[Object point labels]

•••

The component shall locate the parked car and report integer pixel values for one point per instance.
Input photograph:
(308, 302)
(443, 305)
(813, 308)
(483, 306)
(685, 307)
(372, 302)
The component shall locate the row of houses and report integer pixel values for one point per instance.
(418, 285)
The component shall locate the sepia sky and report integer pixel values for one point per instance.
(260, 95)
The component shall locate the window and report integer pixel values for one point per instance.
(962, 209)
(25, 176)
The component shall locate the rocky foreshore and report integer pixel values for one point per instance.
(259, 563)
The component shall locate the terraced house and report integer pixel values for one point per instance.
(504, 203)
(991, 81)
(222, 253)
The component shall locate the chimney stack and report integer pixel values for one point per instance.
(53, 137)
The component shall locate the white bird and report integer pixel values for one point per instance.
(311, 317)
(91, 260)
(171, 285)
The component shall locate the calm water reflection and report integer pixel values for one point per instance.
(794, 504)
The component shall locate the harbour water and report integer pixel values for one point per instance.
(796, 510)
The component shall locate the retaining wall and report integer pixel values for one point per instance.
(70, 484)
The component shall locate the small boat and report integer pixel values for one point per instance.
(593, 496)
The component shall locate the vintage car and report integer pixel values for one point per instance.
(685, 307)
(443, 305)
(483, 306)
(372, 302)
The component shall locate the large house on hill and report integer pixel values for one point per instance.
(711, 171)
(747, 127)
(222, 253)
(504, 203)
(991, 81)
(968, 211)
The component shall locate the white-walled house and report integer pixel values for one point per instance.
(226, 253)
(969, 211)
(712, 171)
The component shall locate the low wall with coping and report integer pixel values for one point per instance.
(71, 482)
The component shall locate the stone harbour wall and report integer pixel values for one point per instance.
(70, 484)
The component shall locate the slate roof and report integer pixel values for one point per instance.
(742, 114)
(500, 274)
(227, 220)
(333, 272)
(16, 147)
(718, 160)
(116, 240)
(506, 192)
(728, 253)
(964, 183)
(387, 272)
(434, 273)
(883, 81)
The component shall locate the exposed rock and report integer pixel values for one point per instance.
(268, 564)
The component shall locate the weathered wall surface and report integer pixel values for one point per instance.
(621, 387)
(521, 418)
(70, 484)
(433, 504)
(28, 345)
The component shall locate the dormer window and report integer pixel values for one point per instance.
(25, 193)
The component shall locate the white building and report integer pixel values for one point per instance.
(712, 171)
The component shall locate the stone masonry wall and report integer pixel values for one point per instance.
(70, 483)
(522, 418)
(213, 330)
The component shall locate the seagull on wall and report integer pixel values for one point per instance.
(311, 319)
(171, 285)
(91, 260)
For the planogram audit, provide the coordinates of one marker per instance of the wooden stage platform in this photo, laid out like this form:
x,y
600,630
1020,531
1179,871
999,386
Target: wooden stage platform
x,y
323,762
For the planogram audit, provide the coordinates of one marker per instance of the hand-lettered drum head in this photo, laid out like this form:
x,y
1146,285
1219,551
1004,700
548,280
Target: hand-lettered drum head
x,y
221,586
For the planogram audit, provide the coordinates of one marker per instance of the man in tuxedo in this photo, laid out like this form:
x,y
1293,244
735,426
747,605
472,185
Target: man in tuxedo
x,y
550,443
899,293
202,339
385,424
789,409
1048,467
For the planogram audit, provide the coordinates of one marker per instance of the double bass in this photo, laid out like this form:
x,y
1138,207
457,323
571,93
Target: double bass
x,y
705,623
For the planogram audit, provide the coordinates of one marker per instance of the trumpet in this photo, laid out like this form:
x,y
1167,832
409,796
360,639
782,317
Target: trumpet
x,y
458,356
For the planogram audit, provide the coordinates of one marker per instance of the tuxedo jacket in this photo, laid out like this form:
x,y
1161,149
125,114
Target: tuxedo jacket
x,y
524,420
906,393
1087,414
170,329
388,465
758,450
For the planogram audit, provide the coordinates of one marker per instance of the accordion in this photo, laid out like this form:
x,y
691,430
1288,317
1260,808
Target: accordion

•••

Return the entries above exactly as they appear.

_Correct response:_
The component shall locate the parked car and report integer pixel values for one point per instance.
Input photograph:
(308, 302)
(443, 305)
(813, 308)
(483, 306)
(685, 307)
(372, 302)
The component shall locate the row of houses and report integer pixel values for one point per instance.
(418, 285)
The component shall locate the sepia sky and report integer pixel values for one point per instance.
(260, 95)
The component shall locate the window and report integer pixel values for one point per instance.
(962, 209)
(25, 176)
The component shall locate the rocky foreshore and report integer pixel values for one point per instance.
(259, 563)
The component shall locate the terraced house and report integer pixel values for one point per instance.
(504, 203)
(991, 81)
(222, 253)
The component shall locate the chimney stack and report integer pixel values for one point per instance.
(53, 137)
The component shall locate the white bird and report integer pixel values for one point per instance.
(311, 317)
(91, 260)
(171, 285)
The component shall locate the calm water reflection and report integer pixel values for one point per instance.
(794, 504)
The component shall locate the harbour water and report integer pixel values for one point per instance.
(796, 510)
The component shall locate the retaining wall and report integer pixel values for one point per instance.
(70, 484)
The component shall locate the small boat and report integer pixel values for one point per instance.
(593, 496)
The component shall locate the vintage car and report integer pixel values for one point per instance.
(685, 307)
(443, 305)
(483, 306)
(372, 302)
The component shall locate the large house on hill and report integer pixel values for one point per instance.
(711, 171)
(747, 127)
(222, 253)
(504, 203)
(991, 81)
(968, 211)
The component shall locate the white-walled house and report integer pixel values for one point per instance.
(226, 253)
(969, 211)
(712, 171)
The component shall locate the low wall with coping and report integer pixel values for one point per instance.
(71, 482)
The component shall locate the stone harbour wall and report integer pixel values for one point per instance.
(70, 484)
The component shall locate the slate roof and report integer pixel values for one point per instance.
(742, 114)
(500, 274)
(227, 220)
(333, 272)
(16, 147)
(718, 160)
(116, 240)
(506, 192)
(728, 253)
(964, 183)
(387, 272)
(434, 273)
(883, 81)
The component shall locate the exposed rock and report integer pixel values for one point per instance.
(268, 564)
The component shall locate the weathered wall surface and report integer pixel values for one point per instance.
(621, 387)
(521, 418)
(70, 484)
(433, 504)
(28, 345)
The component shall locate the dormer window and report integer pixel values for one point per instance.
(25, 193)
The component shall locate the white building and report integer pixel values for one point per instance.
(712, 171)
The component shall locate the stone masonry wall and report integer pixel values for one point per instance.
(70, 483)
(522, 418)
(213, 330)
The component shall locate the seagull on wall and report integer pixel values for one point per instance.
(311, 319)
(171, 285)
(91, 260)
For the planogram audit, provide the coordinates of one marker per instance of the wooden stage platform in this photo, laid out like this form:
x,y
600,630
1020,531
1179,871
999,386
Target: wooden stage platform
x,y
323,762
For the planogram audit, provide the coordinates of one marker per instance of the hand-lettered drum head in this photo, laid out like this form:
x,y
1146,285
1219,551
1004,700
548,280
Target: hand-lettered drum head
x,y
221,586
For the planogram audit, provide the coordinates of one marker per instance of the man in tuxedo in this photo, laid out like this form:
x,y
1293,244
735,426
747,605
472,185
Target: man in tuxedo
x,y
550,443
899,293
202,339
385,424
789,409
1048,467
For the planogram audit, provide the coordinates of one marker per instance of the double bass in this photo, laid out like this form:
x,y
1138,207
457,323
571,93
Target: double bass
x,y
705,623
For the planogram audit, provide the coordinates of one marker per instance of the trumpet in this photo, laid out like this form:
x,y
1167,832
409,796
360,639
782,317
Target: trumpet
x,y
458,356
For the planogram audit, provide the coordinates of one marker per instance of the tuxedo jacket in this photo, laid out like this form:
x,y
1161,149
125,114
Target: tuxedo jacket
x,y
524,420
906,393
1087,414
170,329
388,465
758,450
For the planogram audit, provide the coordinates of one marker per instance of the accordion in this photo, laid out like this form:
x,y
691,430
1288,317
1260,808
Target: accordion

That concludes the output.